Objective – Please pull out every line in the records below that contains the word "part" and copy each one unchanged.

Supplied entries –
________________

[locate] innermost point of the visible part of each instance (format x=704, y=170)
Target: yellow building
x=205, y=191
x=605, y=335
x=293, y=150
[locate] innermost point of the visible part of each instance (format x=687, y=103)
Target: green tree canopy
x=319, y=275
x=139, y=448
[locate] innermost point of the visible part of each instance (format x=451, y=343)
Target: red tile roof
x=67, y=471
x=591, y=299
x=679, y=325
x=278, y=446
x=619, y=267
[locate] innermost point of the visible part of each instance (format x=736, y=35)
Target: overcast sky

________________

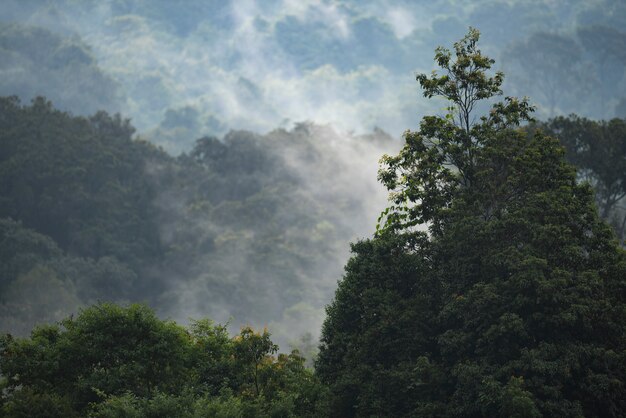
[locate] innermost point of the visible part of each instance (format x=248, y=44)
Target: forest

________________

Result –
[locate] innermost point of the visible part of each instance (format x=704, y=170)
[locate] innermost point of the visible part of each instance (format x=687, y=103)
[locate] innermost point of the visible part of each instance (format x=451, y=343)
[locate] innermost point of the visible part of each instance (format x=736, y=35)
[locate] innermost point of the visible part of each instance (format x=248, y=44)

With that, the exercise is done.